(What you have to do): Quote each line exactly, from the line that contains "Place a point on the suit jacket" down to the last line of the listing, and no other lines.
[begin Records provided]
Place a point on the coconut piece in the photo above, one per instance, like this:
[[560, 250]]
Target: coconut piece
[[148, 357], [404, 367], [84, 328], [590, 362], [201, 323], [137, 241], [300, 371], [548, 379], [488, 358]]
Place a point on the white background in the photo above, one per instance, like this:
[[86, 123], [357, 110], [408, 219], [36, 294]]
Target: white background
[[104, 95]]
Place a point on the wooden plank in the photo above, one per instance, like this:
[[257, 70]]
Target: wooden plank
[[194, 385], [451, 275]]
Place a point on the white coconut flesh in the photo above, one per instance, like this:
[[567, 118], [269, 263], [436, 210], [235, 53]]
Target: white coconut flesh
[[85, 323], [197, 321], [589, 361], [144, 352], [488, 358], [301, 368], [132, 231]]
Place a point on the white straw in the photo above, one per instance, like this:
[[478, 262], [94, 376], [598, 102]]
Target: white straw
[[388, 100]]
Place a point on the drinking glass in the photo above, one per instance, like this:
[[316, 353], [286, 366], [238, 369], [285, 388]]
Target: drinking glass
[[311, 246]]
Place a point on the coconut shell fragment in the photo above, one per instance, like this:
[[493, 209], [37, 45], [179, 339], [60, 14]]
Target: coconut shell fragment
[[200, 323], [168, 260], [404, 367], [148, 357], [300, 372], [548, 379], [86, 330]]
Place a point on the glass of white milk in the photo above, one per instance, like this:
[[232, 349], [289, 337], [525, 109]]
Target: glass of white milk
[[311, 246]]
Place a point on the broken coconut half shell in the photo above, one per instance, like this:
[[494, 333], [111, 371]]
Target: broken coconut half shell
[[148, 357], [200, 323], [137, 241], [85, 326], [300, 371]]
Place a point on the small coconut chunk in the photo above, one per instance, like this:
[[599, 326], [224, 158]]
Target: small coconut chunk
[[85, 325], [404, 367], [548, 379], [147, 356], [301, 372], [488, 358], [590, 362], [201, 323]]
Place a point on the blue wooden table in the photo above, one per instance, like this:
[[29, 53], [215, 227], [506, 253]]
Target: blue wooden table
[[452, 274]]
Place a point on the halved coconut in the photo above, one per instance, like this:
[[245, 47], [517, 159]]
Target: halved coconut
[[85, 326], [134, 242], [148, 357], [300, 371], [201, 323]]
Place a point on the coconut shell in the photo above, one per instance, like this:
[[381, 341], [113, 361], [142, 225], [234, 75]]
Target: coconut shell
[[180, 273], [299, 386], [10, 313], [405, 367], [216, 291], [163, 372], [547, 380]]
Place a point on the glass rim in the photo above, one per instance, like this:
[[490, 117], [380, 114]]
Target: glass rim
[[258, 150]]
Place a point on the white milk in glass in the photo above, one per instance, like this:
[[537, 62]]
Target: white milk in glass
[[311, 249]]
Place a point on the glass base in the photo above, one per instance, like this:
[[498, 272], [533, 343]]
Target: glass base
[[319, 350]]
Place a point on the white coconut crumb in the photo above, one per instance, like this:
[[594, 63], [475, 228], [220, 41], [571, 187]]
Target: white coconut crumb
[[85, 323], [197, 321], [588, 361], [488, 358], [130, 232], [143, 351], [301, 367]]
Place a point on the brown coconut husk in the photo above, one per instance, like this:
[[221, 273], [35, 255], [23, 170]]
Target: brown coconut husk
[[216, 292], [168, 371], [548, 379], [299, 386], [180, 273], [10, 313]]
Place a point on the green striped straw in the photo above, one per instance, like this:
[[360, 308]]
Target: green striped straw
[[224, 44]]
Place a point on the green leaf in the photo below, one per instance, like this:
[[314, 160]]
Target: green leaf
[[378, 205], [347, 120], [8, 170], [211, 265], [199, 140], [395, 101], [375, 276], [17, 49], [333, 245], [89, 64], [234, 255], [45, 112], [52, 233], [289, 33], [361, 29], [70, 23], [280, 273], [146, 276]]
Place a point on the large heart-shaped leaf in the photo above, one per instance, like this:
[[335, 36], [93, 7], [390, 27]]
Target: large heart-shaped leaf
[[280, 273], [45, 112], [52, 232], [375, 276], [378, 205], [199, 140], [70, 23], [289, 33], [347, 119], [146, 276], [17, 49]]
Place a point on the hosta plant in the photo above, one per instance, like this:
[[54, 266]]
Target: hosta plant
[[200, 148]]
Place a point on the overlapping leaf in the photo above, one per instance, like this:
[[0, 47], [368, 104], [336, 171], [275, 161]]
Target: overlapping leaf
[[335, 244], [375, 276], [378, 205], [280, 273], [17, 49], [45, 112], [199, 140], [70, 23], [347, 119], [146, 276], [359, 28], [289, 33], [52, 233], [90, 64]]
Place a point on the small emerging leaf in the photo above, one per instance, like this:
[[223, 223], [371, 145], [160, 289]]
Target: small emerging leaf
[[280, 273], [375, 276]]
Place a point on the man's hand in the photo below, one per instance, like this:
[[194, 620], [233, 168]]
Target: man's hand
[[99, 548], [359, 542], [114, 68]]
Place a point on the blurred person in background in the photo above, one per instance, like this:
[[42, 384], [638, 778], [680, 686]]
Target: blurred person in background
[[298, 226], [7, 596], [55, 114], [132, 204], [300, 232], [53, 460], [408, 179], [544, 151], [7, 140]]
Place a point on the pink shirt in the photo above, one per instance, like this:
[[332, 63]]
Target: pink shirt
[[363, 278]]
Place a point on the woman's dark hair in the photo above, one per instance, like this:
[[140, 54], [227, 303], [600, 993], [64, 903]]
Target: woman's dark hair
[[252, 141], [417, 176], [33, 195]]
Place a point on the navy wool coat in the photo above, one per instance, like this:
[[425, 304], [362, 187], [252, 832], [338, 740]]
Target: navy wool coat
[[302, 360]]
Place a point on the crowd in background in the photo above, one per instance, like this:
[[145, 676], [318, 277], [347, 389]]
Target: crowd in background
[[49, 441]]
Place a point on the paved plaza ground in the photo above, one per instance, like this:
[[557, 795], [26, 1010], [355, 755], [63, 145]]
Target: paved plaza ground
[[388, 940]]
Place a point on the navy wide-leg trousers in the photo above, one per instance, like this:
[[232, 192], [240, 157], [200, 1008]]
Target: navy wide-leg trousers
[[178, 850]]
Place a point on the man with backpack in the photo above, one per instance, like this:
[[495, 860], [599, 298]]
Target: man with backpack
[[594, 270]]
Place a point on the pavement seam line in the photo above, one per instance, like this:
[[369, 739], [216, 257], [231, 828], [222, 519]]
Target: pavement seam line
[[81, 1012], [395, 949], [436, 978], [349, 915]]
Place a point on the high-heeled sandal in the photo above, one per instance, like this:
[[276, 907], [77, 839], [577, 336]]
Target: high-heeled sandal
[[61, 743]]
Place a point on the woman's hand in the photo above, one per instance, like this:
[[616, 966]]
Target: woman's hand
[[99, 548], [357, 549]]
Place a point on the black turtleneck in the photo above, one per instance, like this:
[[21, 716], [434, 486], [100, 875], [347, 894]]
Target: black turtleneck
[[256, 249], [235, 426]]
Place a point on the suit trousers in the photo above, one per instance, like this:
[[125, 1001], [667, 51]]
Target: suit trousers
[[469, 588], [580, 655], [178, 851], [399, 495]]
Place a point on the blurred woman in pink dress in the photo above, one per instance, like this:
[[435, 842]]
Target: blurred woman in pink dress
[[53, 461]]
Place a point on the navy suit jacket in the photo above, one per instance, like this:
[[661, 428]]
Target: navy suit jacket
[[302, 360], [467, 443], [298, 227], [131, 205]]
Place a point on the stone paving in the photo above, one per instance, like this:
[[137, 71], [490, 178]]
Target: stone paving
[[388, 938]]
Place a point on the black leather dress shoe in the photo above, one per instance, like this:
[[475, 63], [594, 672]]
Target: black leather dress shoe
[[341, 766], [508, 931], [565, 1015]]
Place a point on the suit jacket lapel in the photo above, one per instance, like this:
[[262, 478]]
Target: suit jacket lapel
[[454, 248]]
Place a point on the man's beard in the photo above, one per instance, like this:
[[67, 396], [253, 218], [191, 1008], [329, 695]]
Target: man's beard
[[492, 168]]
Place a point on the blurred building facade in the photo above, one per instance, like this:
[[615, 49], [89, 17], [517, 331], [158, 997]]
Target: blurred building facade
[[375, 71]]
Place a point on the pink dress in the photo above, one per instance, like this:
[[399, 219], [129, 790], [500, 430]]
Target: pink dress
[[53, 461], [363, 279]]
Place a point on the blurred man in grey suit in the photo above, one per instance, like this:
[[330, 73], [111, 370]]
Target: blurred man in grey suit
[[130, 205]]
[end Records provided]
(Exercise solution):
Place a point on the suit jacket lapel in the photo above, one per instance, like this:
[[262, 478]]
Target: suit jacket lapel
[[454, 248]]
Place a point on the man's beard in the photo above, one per instance, like this:
[[67, 396], [253, 218], [191, 1008], [329, 695]]
Target: man's beard
[[492, 168]]
Place a point on the blurred building facade in the photo above, one per instance, like this:
[[615, 49], [89, 17], [517, 331], [158, 997]]
Target: blurred building facade
[[375, 71]]
Place a point on the pink dress in the photo above, one per instance, like this:
[[399, 219], [129, 790], [500, 430]]
Target: pink dress
[[53, 461], [363, 279]]
Place a point on the blurred man in grey suit in the photo above, one per instance, like this:
[[330, 73], [111, 370]]
Target: blurred man in grey suit
[[130, 205]]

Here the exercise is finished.